ЦЕЛЬ ЗАДАНИЯ:
Выпишите из пунктов ниже все строки, ничего в них не меняя.

Строки данных:
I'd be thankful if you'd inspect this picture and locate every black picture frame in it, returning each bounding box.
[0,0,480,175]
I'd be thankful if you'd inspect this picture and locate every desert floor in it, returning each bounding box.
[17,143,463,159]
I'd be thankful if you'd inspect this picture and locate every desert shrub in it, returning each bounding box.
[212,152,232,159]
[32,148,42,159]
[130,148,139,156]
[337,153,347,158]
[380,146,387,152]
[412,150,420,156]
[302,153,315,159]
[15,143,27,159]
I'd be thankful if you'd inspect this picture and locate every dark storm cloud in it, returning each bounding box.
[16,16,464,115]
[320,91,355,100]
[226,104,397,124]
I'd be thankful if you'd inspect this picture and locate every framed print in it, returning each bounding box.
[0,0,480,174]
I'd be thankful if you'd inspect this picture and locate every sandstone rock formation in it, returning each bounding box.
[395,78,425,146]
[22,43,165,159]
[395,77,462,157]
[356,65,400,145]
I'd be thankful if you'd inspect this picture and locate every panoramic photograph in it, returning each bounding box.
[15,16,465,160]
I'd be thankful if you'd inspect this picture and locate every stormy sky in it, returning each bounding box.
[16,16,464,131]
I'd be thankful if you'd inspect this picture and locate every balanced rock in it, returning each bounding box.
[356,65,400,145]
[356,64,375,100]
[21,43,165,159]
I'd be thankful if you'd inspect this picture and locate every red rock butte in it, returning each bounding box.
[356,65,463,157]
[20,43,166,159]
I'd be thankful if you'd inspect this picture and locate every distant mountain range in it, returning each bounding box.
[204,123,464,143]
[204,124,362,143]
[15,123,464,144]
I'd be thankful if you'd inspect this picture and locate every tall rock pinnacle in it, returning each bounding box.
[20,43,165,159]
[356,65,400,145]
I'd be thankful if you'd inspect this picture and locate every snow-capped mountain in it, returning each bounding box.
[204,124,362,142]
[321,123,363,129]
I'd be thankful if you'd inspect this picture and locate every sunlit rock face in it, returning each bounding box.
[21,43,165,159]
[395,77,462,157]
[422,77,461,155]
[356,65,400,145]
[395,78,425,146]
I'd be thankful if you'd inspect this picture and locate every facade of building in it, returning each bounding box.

РЕЗУЛЬТАТ ЗАДАНИЯ:
I'd be thankful if you'd inspect this picture and locate every black picture frame in it, returning each bounding box.
[0,0,480,175]
I'd be thankful if you'd inspect this picture and locate every desert floor in it, returning each bounding box.
[17,143,463,159]
I'd be thankful if you'd inspect this picture and locate every desert shrub in it, returning each bounding box.
[212,152,232,159]
[32,148,42,159]
[130,148,139,156]
[337,153,347,158]
[380,146,387,152]
[412,150,420,156]
[302,153,315,159]
[15,143,27,159]
I'd be thankful if you'd inspect this picture and locate every dark storm cloud in it, returning each bounding box.
[16,16,464,115]
[320,91,355,100]
[226,104,397,124]
I'd be thankful if you'd inspect this picture and locate every framed print in it, returning each bounding box.
[0,0,480,174]
I'd be thankful if you'd inspect this picture and locate every sandstone rock formation in it, returning each bounding box.
[395,78,425,146]
[22,43,165,159]
[395,77,462,157]
[356,65,400,145]
I'd be thankful if you'd inspect this picture and locate every panoramic photograph in it, returning each bounding box.
[15,16,465,160]
I'd be thankful if you'd inspect this picture and locate every stormy sky in it, returning each bounding box.
[16,16,464,131]
I'd be thankful if you'd inspect this picture and locate every balanced rock in it, returning each bounding box.
[356,65,400,145]
[356,64,375,100]
[21,43,165,159]
I'd be thankful if you'd inspect this picture and locate every red rock butte in it, returning each bounding box.
[356,65,463,157]
[20,43,166,159]
I'd be thankful if you'd inspect this picture and locate every distant mountain range in it, returning each bounding box.
[204,123,464,143]
[204,124,362,143]
[15,123,464,144]
I'd be thankful if you'd inspect this picture and locate every tall rock pinnacle in it, returning each bounding box.
[20,43,165,159]
[356,65,400,145]
I'd be thankful if you'd inspect this picture and locate every snow-capped mountain in it, returning each bounding box.
[204,124,362,142]
[321,123,363,129]
I'd be thankful if you'd inspect this picture and locate every sunlit rock face in it, returning each bounding box.
[21,43,165,159]
[395,77,462,157]
[422,77,461,155]
[356,65,400,145]
[395,78,425,146]
I'd be thankful if you'd inspect this picture and locate every facade of building in it, returning each bounding box.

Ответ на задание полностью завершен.